▸ Task objective
The answer is to contain only the line containing "Return one point per instance of the taxi" and the lines after it through the last one, each reproduced exactly as it appears below.

─── Data to use

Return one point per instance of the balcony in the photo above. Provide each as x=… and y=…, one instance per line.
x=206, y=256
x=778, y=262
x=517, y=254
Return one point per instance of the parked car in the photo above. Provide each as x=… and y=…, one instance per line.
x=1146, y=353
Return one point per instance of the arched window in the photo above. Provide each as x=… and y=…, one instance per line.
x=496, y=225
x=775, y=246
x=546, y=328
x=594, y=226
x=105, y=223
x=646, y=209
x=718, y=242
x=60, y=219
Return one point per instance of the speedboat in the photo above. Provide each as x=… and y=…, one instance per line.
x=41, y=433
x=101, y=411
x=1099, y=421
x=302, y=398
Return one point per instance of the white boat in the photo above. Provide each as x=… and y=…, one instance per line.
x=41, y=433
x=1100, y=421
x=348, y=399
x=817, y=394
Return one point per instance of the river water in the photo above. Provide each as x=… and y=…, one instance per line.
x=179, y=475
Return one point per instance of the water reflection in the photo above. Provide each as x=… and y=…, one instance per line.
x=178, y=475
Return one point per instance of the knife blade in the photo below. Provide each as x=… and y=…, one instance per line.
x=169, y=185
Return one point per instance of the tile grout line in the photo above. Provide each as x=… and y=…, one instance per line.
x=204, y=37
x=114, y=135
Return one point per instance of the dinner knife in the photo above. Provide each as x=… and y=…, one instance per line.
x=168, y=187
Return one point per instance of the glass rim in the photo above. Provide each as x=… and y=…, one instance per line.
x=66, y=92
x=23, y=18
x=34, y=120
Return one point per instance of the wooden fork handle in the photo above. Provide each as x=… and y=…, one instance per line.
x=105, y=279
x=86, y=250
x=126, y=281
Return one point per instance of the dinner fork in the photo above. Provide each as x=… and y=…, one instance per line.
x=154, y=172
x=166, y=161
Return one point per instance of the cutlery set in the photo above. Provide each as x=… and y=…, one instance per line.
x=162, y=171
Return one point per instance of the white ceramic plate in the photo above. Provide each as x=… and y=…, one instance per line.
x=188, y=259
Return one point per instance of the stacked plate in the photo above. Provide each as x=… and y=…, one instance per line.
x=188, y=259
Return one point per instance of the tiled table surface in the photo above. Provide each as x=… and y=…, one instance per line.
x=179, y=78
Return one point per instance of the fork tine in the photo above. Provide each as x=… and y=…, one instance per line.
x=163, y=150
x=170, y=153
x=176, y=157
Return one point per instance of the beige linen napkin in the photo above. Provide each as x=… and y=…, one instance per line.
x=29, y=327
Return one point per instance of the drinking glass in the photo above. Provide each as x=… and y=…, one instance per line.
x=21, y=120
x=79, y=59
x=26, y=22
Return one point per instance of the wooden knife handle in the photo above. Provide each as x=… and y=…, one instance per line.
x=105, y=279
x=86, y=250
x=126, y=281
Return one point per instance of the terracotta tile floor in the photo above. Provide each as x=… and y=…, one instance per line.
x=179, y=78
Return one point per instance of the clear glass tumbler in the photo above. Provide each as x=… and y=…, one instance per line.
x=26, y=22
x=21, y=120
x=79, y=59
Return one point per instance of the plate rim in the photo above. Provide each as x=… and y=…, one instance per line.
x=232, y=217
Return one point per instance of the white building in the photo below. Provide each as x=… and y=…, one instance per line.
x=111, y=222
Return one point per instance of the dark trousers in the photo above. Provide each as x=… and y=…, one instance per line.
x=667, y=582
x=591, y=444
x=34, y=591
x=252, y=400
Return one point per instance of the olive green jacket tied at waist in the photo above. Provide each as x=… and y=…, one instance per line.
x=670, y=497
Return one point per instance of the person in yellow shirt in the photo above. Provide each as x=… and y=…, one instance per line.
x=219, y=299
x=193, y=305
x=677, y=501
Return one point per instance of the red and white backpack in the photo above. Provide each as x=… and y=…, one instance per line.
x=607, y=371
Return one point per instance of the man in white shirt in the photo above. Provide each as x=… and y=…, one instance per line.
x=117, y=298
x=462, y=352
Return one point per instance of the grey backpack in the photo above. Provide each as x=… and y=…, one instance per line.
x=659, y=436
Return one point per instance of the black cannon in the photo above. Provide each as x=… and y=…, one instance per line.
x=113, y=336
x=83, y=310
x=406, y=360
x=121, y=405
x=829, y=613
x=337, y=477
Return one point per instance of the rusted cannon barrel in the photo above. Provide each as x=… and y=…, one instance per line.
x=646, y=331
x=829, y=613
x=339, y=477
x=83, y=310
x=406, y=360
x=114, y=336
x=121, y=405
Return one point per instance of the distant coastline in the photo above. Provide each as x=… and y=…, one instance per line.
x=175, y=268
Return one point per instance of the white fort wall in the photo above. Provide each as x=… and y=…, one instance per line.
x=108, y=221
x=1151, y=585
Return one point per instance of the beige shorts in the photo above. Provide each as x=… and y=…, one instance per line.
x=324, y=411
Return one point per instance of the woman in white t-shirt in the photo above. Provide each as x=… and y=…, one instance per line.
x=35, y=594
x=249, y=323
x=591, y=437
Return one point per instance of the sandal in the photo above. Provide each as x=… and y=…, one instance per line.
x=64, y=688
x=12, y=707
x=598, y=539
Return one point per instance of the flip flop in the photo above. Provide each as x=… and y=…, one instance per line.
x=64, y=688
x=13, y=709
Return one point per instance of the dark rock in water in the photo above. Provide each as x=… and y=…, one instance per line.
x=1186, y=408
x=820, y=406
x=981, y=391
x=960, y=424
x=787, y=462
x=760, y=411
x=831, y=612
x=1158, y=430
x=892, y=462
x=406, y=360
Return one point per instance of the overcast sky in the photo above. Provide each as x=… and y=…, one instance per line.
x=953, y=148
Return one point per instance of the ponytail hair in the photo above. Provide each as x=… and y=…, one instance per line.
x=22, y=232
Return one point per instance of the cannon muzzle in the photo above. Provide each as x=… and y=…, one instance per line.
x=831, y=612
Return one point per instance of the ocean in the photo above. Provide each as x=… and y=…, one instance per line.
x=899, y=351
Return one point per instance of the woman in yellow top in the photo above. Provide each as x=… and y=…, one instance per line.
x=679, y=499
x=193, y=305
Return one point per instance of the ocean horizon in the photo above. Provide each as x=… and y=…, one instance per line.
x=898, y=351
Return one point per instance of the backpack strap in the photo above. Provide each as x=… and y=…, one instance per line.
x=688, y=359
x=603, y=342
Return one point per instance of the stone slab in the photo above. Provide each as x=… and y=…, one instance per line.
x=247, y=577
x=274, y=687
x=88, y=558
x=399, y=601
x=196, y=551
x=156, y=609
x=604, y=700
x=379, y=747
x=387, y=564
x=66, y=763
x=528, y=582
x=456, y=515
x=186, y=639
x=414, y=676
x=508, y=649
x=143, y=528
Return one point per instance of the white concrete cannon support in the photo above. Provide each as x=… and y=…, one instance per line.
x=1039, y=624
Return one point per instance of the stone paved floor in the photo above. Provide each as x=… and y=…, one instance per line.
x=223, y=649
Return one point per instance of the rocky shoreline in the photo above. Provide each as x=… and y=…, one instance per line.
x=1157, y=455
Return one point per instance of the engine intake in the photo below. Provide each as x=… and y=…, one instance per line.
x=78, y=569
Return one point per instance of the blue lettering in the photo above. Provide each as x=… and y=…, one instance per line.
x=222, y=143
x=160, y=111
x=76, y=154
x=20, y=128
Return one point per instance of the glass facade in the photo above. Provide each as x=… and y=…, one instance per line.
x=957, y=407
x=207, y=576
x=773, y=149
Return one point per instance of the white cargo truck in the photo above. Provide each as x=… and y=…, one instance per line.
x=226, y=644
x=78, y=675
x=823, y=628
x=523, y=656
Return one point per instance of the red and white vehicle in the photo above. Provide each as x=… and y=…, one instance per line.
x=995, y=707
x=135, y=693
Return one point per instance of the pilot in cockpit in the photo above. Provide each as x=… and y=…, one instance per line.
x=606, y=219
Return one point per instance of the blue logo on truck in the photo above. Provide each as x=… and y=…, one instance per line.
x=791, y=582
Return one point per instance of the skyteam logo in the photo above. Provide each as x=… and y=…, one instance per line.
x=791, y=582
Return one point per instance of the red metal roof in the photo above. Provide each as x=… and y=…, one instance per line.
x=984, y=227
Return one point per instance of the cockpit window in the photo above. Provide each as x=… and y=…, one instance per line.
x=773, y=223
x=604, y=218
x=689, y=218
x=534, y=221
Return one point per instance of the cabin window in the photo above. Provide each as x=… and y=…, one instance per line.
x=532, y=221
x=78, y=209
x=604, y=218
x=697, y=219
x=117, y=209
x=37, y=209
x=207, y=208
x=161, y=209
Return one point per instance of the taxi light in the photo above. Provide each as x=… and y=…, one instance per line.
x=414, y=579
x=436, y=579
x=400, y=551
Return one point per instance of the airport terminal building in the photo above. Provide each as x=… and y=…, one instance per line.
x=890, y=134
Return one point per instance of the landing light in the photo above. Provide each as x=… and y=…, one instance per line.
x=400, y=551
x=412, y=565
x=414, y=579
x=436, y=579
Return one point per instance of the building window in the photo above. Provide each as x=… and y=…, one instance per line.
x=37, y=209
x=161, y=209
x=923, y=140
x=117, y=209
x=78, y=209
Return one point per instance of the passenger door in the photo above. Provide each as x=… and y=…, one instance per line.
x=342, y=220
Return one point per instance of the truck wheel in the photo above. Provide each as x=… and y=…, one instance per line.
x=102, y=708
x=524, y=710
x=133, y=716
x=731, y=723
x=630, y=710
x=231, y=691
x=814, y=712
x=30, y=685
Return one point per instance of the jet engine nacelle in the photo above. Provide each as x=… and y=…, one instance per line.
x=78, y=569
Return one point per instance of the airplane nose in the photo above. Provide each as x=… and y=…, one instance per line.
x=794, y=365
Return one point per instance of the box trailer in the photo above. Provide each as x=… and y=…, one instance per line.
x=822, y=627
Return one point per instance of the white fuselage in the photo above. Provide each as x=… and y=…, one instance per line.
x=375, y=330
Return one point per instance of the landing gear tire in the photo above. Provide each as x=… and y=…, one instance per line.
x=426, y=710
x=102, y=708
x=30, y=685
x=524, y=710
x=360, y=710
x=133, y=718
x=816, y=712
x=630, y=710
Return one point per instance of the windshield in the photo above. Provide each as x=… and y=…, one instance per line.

──────

▸ Finished exercise
Return one point per instance of the taxi light in the photo above. Provide each as x=… and y=…, one instance per line.
x=414, y=579
x=436, y=579
x=400, y=551
Return one point per instance of the airport terminal building in the photo above. Provide each as x=… and y=…, one instance per line.
x=890, y=134
Return one point per instance of the landing light in the photo above. Provide each as x=… and y=…, one instance per line.
x=400, y=551
x=412, y=565
x=414, y=579
x=436, y=579
Return one point per instance of the building window in the photo above. Provide each as x=… and y=…, one instance per line.
x=37, y=209
x=161, y=209
x=923, y=140
x=117, y=209
x=78, y=209
Return one point per instance of the passenger door in the photo above. Provide each as x=… and y=…, one instance per line.
x=342, y=220
Return one point per instance of the truck wheel in the photo above. Provide each as x=… and y=…, one instance per line.
x=102, y=708
x=524, y=710
x=133, y=716
x=731, y=723
x=630, y=710
x=231, y=691
x=814, y=712
x=30, y=685
Return one point per instance of the jet engine nacelle in the photo above. Provide each as x=… and y=…, one instance per line.
x=78, y=569
Return one point per instance of the airplane nose in the photo above. Provide each as x=… and y=…, one instance per line.
x=794, y=365
Return one point per instance of the box trailer in the photo above. Provide each as x=… and y=…, one instance per line.
x=822, y=627
Return one point per instance of the white fuselage in the photo above. Provide each as x=… and y=…, one instance per line.
x=375, y=330
Return one point per instance of the landing gear tire in the photo above. Provide each as x=… and y=…, one instance per line.
x=426, y=710
x=102, y=708
x=30, y=685
x=524, y=710
x=360, y=710
x=133, y=718
x=816, y=712
x=630, y=710
Return one point per instance of the windshield in the photo above. Provide each as x=… and y=…, one instance per line.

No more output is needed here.